__DATASET RECORDS__
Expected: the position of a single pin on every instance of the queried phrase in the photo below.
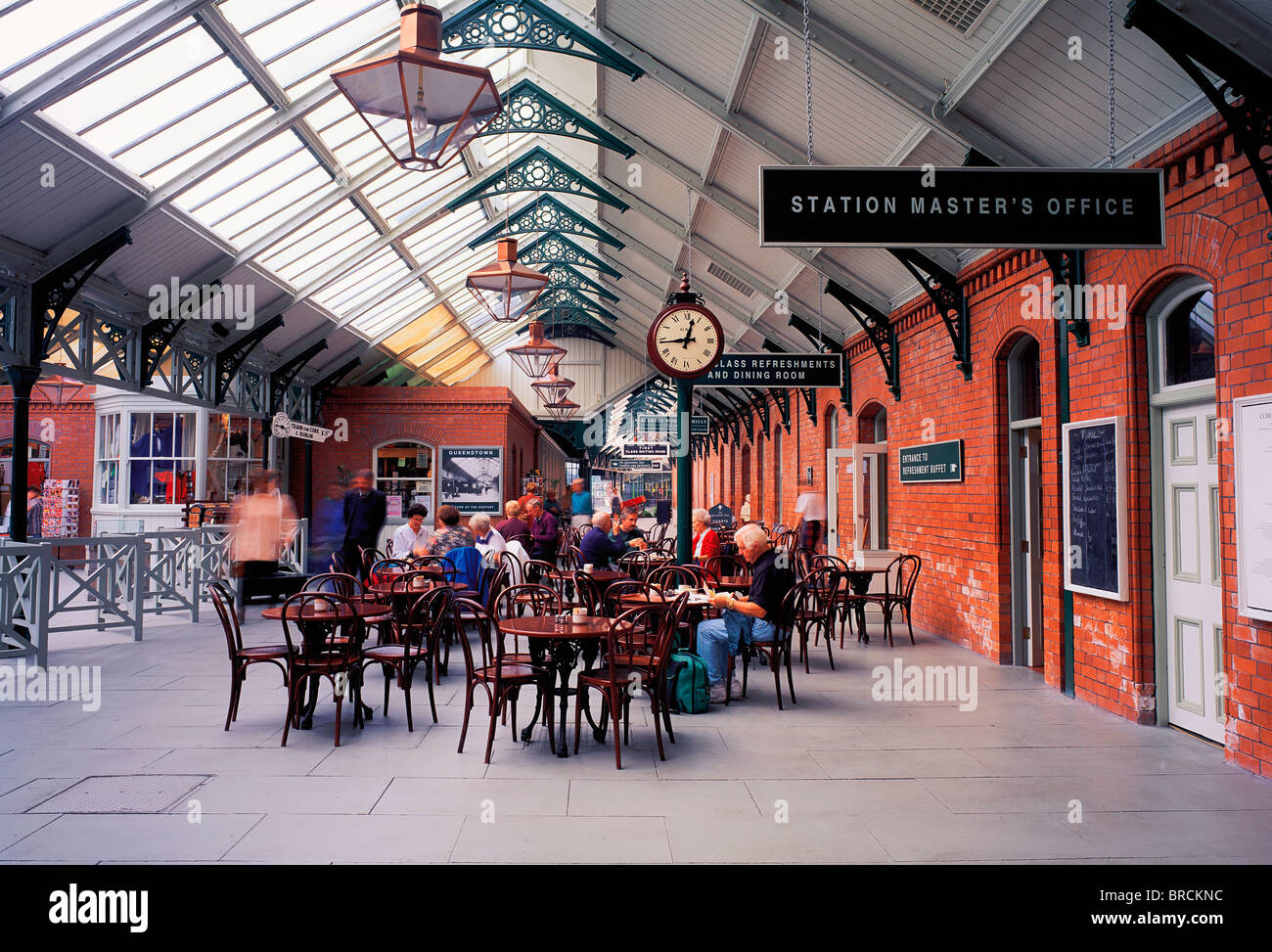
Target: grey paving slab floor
(1025, 775)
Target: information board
(931, 462)
(1094, 477)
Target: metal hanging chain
(808, 104)
(688, 232)
(1112, 147)
(808, 80)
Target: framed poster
(1094, 477)
(1251, 434)
(472, 478)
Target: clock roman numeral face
(686, 340)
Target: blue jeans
(719, 638)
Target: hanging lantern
(561, 410)
(435, 106)
(505, 289)
(535, 355)
(552, 388)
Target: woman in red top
(706, 542)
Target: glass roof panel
(54, 30)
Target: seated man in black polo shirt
(751, 616)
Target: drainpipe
(1067, 597)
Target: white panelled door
(1194, 605)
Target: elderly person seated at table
(412, 537)
(598, 547)
(513, 523)
(487, 538)
(706, 541)
(450, 533)
(750, 617)
(626, 531)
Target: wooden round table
(370, 612)
(565, 643)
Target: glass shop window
(109, 460)
(160, 458)
(405, 470)
(236, 451)
(1188, 340)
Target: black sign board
(775, 371)
(721, 517)
(647, 451)
(932, 462)
(1095, 508)
(961, 207)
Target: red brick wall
(436, 415)
(962, 531)
(70, 440)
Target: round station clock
(685, 340)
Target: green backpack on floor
(691, 691)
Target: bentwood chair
(635, 564)
(500, 675)
(818, 610)
(898, 592)
(241, 657)
(779, 651)
(322, 650)
(416, 644)
(623, 668)
(720, 566)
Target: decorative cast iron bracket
(229, 359)
(783, 398)
(821, 340)
(538, 170)
(878, 327)
(568, 317)
(809, 402)
(555, 248)
(1068, 275)
(546, 215)
(565, 276)
(52, 293)
(528, 25)
(1245, 93)
(281, 377)
(946, 295)
(572, 299)
(742, 410)
(530, 109)
(757, 400)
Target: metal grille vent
(730, 279)
(961, 14)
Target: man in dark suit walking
(365, 511)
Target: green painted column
(683, 475)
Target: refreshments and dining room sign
(775, 371)
(961, 207)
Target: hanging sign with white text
(961, 207)
(775, 371)
(932, 462)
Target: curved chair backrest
(526, 600)
(336, 582)
(223, 600)
(588, 592)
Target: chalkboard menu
(721, 517)
(1095, 507)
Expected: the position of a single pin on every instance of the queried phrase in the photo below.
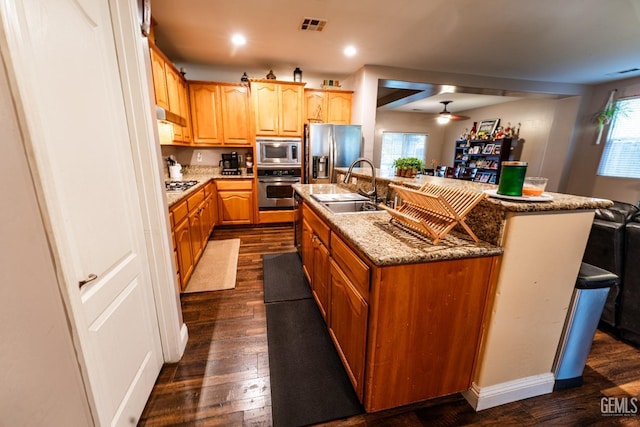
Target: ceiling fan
(445, 116)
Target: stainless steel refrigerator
(328, 146)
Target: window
(621, 156)
(397, 144)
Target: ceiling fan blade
(457, 117)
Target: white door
(62, 57)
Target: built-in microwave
(279, 152)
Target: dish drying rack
(434, 210)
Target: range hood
(168, 116)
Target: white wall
(41, 380)
(546, 128)
(392, 121)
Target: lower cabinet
(193, 220)
(405, 333)
(348, 326)
(235, 201)
(321, 280)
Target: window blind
(621, 156)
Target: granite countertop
(560, 201)
(203, 175)
(384, 243)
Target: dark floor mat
(308, 382)
(283, 278)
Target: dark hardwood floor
(223, 377)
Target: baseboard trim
(184, 337)
(487, 397)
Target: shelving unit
(485, 156)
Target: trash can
(587, 303)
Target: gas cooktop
(178, 186)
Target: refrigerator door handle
(332, 156)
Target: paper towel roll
(175, 172)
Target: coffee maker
(229, 164)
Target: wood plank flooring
(223, 377)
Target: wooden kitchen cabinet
(235, 201)
(278, 108)
(315, 257)
(328, 106)
(183, 246)
(159, 77)
(206, 118)
(192, 221)
(221, 114)
(348, 326)
(170, 93)
(235, 103)
(185, 110)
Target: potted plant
(408, 166)
(401, 165)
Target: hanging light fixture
(297, 75)
(444, 117)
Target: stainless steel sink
(352, 206)
(339, 197)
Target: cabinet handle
(90, 278)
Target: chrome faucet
(373, 194)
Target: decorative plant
(408, 166)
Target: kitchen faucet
(373, 194)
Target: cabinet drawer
(351, 264)
(180, 212)
(317, 225)
(234, 184)
(194, 201)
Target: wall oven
(279, 152)
(274, 188)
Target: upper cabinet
(278, 107)
(159, 78)
(220, 114)
(328, 106)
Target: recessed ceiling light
(350, 51)
(238, 40)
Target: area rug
(283, 278)
(217, 267)
(308, 382)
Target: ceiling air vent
(630, 70)
(312, 24)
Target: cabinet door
(339, 107)
(307, 251)
(235, 207)
(321, 276)
(315, 106)
(291, 106)
(265, 107)
(173, 90)
(236, 113)
(159, 79)
(348, 326)
(183, 246)
(185, 110)
(205, 222)
(195, 227)
(205, 114)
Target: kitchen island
(521, 276)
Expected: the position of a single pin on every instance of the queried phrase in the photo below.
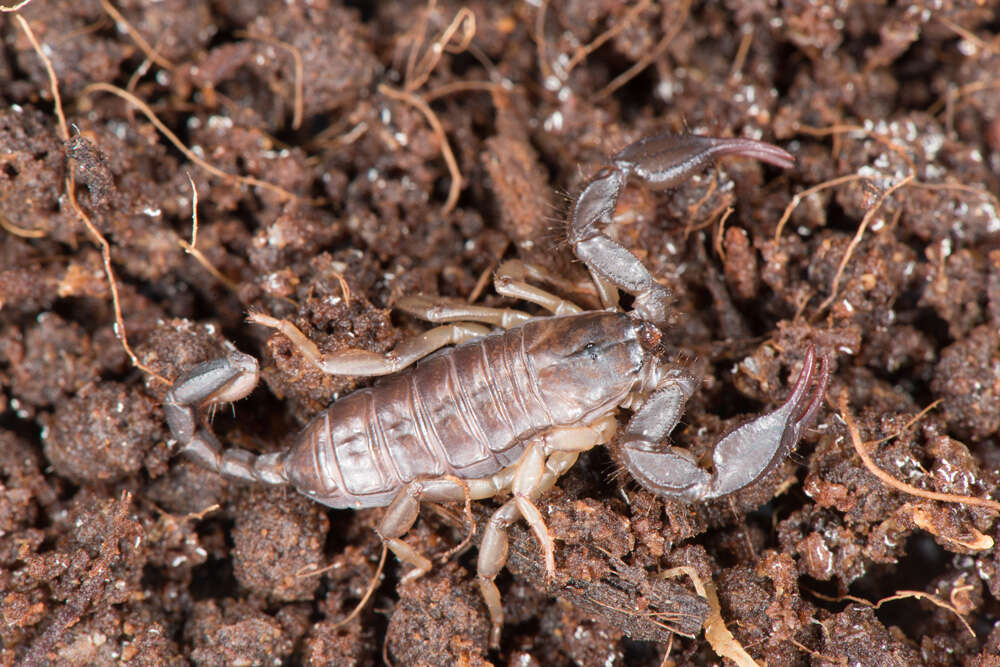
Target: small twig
(53, 81)
(136, 36)
(112, 282)
(175, 140)
(834, 284)
(16, 8)
(190, 248)
(741, 54)
(967, 34)
(449, 157)
(417, 73)
(837, 130)
(651, 57)
(799, 196)
(859, 447)
(719, 248)
(461, 87)
(618, 26)
(23, 232)
(541, 43)
(716, 632)
(920, 595)
(368, 593)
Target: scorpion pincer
(511, 406)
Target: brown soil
(113, 551)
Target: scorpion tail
(219, 381)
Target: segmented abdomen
(466, 411)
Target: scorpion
(516, 398)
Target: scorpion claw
(740, 458)
(756, 448)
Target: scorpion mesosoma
(509, 408)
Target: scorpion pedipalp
(740, 458)
(465, 412)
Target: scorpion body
(469, 411)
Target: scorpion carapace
(510, 407)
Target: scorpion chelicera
(511, 406)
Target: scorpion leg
(740, 458)
(533, 475)
(437, 309)
(353, 361)
(510, 284)
(402, 513)
(219, 381)
(660, 162)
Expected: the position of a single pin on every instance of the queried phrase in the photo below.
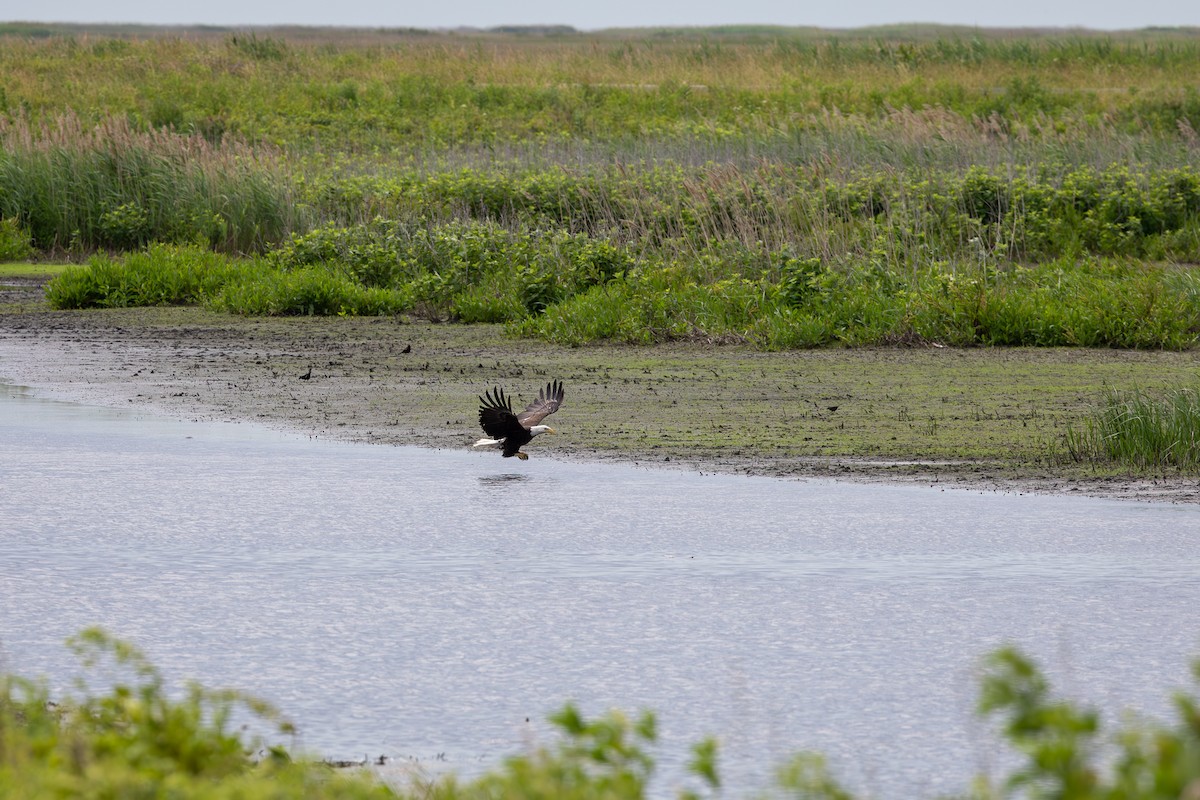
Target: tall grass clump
(162, 275)
(114, 186)
(1143, 429)
(15, 241)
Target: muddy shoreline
(906, 415)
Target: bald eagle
(510, 431)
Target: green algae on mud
(981, 417)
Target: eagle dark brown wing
(549, 400)
(497, 419)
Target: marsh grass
(1143, 429)
(112, 186)
(772, 187)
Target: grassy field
(774, 190)
(131, 735)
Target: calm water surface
(425, 605)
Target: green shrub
(135, 740)
(162, 275)
(307, 293)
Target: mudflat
(982, 419)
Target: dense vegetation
(132, 739)
(786, 188)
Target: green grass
(1143, 431)
(138, 739)
(31, 270)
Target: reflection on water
(411, 602)
(501, 481)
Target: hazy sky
(613, 13)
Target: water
(437, 606)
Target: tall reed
(112, 185)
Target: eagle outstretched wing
(549, 400)
(496, 415)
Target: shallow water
(426, 603)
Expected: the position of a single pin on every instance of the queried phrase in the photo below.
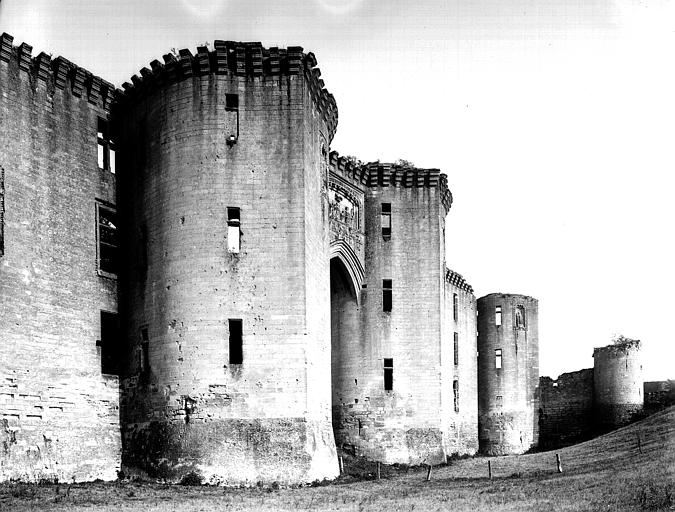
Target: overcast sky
(553, 119)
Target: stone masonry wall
(267, 419)
(566, 409)
(659, 394)
(461, 418)
(403, 424)
(59, 416)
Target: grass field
(609, 473)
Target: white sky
(554, 120)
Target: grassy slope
(607, 473)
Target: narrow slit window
(386, 295)
(386, 221)
(109, 343)
(388, 374)
(232, 102)
(456, 347)
(106, 147)
(233, 229)
(2, 211)
(236, 344)
(145, 351)
(106, 237)
(455, 393)
(520, 317)
(232, 118)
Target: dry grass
(608, 473)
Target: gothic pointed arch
(343, 251)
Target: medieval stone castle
(191, 281)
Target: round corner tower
(617, 382)
(222, 160)
(508, 373)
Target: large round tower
(508, 373)
(617, 382)
(222, 164)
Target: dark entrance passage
(345, 358)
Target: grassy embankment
(611, 473)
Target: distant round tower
(223, 164)
(617, 377)
(508, 373)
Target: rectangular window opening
(233, 229)
(2, 211)
(386, 295)
(236, 344)
(455, 393)
(144, 354)
(111, 353)
(107, 239)
(386, 221)
(106, 148)
(456, 347)
(388, 374)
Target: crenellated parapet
(377, 174)
(248, 60)
(456, 279)
(393, 175)
(57, 74)
(345, 167)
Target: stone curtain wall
(460, 419)
(59, 417)
(402, 424)
(659, 394)
(618, 383)
(566, 409)
(508, 397)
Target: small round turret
(617, 376)
(508, 373)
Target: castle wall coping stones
(378, 174)
(58, 73)
(456, 279)
(618, 348)
(242, 59)
(509, 295)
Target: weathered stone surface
(59, 416)
(508, 396)
(617, 383)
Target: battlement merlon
(58, 73)
(457, 280)
(248, 59)
(618, 348)
(376, 174)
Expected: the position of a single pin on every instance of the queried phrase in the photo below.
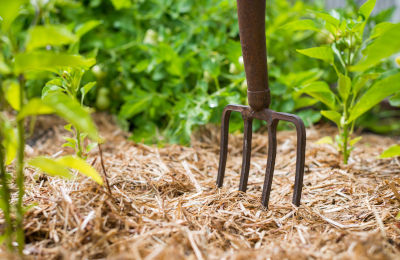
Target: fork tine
(269, 174)
(224, 146)
(244, 175)
(300, 159)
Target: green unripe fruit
(102, 100)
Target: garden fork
(252, 38)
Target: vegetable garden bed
(165, 203)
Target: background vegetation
(166, 67)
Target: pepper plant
(27, 53)
(354, 56)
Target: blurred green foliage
(166, 67)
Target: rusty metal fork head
(251, 16)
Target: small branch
(104, 169)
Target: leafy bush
(167, 67)
(354, 56)
(29, 52)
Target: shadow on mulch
(164, 203)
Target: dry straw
(164, 203)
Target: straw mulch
(165, 205)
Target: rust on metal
(252, 38)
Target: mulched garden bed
(165, 204)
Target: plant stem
(20, 172)
(79, 143)
(5, 191)
(345, 146)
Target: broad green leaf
(34, 107)
(119, 4)
(375, 94)
(68, 127)
(91, 146)
(392, 151)
(325, 140)
(301, 25)
(134, 107)
(383, 47)
(395, 100)
(9, 10)
(366, 9)
(82, 166)
(50, 166)
(304, 102)
(363, 80)
(44, 35)
(85, 89)
(50, 89)
(49, 61)
(381, 28)
(344, 86)
(70, 110)
(320, 91)
(324, 53)
(355, 140)
(86, 27)
(328, 18)
(11, 92)
(333, 116)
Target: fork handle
(251, 15)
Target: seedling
(16, 68)
(354, 56)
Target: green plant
(68, 84)
(166, 67)
(361, 85)
(23, 58)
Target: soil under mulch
(165, 204)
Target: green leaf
(49, 61)
(70, 110)
(10, 141)
(392, 151)
(363, 80)
(9, 10)
(304, 102)
(325, 140)
(380, 28)
(323, 53)
(375, 94)
(320, 91)
(328, 18)
(344, 86)
(135, 106)
(35, 106)
(395, 100)
(86, 27)
(383, 47)
(355, 140)
(82, 166)
(85, 89)
(119, 4)
(333, 116)
(301, 25)
(44, 35)
(4, 68)
(11, 93)
(50, 166)
(90, 146)
(366, 9)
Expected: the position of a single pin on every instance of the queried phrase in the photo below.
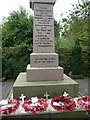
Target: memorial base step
(39, 88)
(50, 73)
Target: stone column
(43, 60)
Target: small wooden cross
(46, 96)
(22, 98)
(65, 94)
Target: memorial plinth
(43, 73)
(43, 60)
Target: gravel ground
(8, 84)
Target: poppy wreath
(64, 103)
(11, 107)
(38, 107)
(84, 102)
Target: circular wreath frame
(35, 109)
(69, 103)
(82, 102)
(8, 110)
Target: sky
(61, 6)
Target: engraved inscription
(44, 60)
(43, 23)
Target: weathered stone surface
(43, 32)
(44, 60)
(39, 88)
(41, 1)
(49, 73)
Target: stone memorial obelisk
(43, 61)
(43, 75)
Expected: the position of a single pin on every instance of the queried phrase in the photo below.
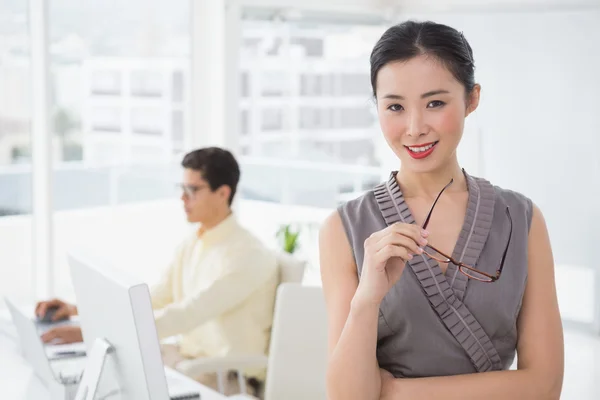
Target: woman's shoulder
(362, 206)
(520, 205)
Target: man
(219, 291)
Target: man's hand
(63, 335)
(64, 311)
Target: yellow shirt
(219, 294)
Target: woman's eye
(435, 104)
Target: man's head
(210, 180)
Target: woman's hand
(386, 253)
(387, 385)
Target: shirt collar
(220, 231)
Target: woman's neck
(427, 185)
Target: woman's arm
(353, 371)
(540, 347)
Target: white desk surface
(19, 382)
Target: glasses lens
(474, 274)
(435, 255)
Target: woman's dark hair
(217, 166)
(410, 39)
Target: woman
(437, 293)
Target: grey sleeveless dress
(436, 324)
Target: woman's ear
(473, 99)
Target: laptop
(65, 371)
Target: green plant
(288, 237)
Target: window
(106, 83)
(15, 153)
(146, 84)
(177, 126)
(274, 83)
(272, 119)
(148, 121)
(106, 119)
(311, 119)
(123, 86)
(177, 86)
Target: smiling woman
(397, 308)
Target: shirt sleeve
(243, 274)
(161, 292)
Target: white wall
(539, 115)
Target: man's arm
(246, 272)
(540, 347)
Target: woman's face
(422, 110)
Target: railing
(78, 185)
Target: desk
(19, 382)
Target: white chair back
(291, 269)
(298, 348)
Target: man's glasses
(468, 270)
(189, 190)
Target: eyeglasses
(468, 270)
(189, 190)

__DIRECTIVE__
Return, word for word, every line from the line with "Target: yellow shirt" to the final line of the data.

__TASK RESPONSE__
Target: yellow shirt
(219, 294)
Target: woman's eye
(435, 104)
Target: man's head
(210, 180)
Target: woman's hand
(386, 253)
(387, 385)
Target: shirt collar
(220, 231)
Target: woman's neck
(427, 185)
Target: woman's arm
(353, 371)
(540, 347)
Target: white desk surface
(19, 382)
Target: glasses lens
(474, 274)
(435, 255)
Target: woman's dark hair
(217, 166)
(410, 39)
Target: woman
(437, 293)
Target: grey sleeveless dress
(436, 324)
Target: woman's ear
(473, 99)
Target: laptop
(65, 371)
Target: green plant
(288, 237)
Target: window
(106, 83)
(15, 153)
(146, 84)
(177, 126)
(274, 83)
(272, 119)
(148, 121)
(106, 119)
(311, 119)
(123, 86)
(177, 86)
Target: smiling woman
(397, 308)
Target: shirt sleeve
(243, 274)
(161, 292)
Target: white wall
(539, 115)
Target: man's arm
(246, 272)
(540, 347)
Target: woman's face
(422, 110)
Target: railing
(78, 185)
Target: desk
(19, 382)
Target: white chair back
(291, 269)
(298, 348)
Target: man's glasses
(468, 270)
(189, 190)
Target: eyeglasses
(468, 270)
(189, 190)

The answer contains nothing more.